### Request 1
In the article about the Mavrovouni camp school, which organization runs the school where Irene Lopez works?
### Request 2
Carry on the article about the Mavrovouni camp school, starting after its last sentence.

### Document excerpt

Irene Lopez, a Christian teacher at the school in Mavrovouni camp in Lesbos, analyses the current situation of refugees and their needs.
The routine of Irene Lopez, a teacher in the Mavrovouni refugee camp, which replaces the old Moria camp destroyed by fire in September 2020, involves many things.
From standing on her bike to greet the residents she meets, to giving her ID and chatting for a while with the security guard at the entrance of the camp.
Lopez works at the school for children in the camp, run by the Christian-inspired organisation Eurorelief.
"We are developing a curriculum to teach English that has been created specifically for the refugee camp. It is being developed by another organisation called Teach Beyond and it is illustrated so that the characters look like the children in the camp. That's a very special part of my work because it helps the children to be able to identify with the characters and the stories and the context in which they are going through".
Furthermore, "we try to work on a socio-emotional level, offering space for the children to express their emotions either through music or art".

(Annotated coordinate records)
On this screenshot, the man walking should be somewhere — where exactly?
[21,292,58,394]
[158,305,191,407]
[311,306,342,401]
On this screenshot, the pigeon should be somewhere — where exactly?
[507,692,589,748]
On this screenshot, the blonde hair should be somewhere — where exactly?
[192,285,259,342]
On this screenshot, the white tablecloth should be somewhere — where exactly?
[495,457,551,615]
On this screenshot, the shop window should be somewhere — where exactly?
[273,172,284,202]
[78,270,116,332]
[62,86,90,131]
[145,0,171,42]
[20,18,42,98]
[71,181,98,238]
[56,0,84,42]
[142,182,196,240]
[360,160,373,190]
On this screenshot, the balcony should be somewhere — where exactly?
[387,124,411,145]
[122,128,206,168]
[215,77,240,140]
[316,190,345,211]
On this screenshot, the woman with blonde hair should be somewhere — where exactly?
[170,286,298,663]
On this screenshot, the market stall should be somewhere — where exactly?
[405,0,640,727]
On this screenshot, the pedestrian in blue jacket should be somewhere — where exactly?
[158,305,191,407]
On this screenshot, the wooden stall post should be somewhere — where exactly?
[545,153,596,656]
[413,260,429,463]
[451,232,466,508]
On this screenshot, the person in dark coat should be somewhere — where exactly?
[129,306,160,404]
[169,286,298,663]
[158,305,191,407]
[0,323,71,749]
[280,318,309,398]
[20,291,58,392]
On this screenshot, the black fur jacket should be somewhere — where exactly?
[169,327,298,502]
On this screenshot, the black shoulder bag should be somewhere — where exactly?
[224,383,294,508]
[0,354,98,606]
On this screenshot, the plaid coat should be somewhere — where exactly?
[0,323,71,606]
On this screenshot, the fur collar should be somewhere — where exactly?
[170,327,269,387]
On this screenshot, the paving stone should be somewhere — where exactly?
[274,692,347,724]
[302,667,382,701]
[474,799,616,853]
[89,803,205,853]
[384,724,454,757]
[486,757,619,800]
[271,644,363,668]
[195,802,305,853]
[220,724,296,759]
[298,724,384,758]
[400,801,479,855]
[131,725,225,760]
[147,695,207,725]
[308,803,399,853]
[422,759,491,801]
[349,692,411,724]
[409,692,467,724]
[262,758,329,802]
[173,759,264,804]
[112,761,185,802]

### Exercise answer 1
Eurorelief.

### Exercise answer 2
In the camp, which has a population of approximately 2,000 people, there are up to 22 nationalities represented, according to the volunteer. The majority comes from Afghanistan (45%), followed by Somalia (22%) and Sudan (7%).
"But it seems to depend on the islands and the migratory routes. On Samos, a third of the people in the camp are Palestinians", says Lopez.
Question: What is the situation in Lesbos now, two years after the fire that forced to relocate the Moria camp on another part of the island?
Answer: When Moria burned down, they built this new camp in a military facility in Kara Tepe. At first there were only tents.
Shortly after the camp was set up, the tented area flooded during the winter rains of 2021. Improvements were made thereafter. Containers were installed and assembled housing units were built, in which the camp families were housed, gradually replacing the tents.
These cabins are designed to be a temporary shelter and over time they have been adapted to the reality of the camp, for example by improving their thermal insulation, both in winter and summer.
Most families and vulnerable people live in barracks, and in the area for arrivals and single men there are prefabricated cabins.
Sanitary facilities have also been improved. When the camp opened, the toilets were portable urinals on the construction site and the showers were very precarious. Since 2021, they have built shower and toilet areas in barracks for this purpose.
A new camp is currently under construction in the centre of Lesbos. This camp will improve many of the conditions of the facilities, but it will also make the camp residents much more isolated from the population centres and their services.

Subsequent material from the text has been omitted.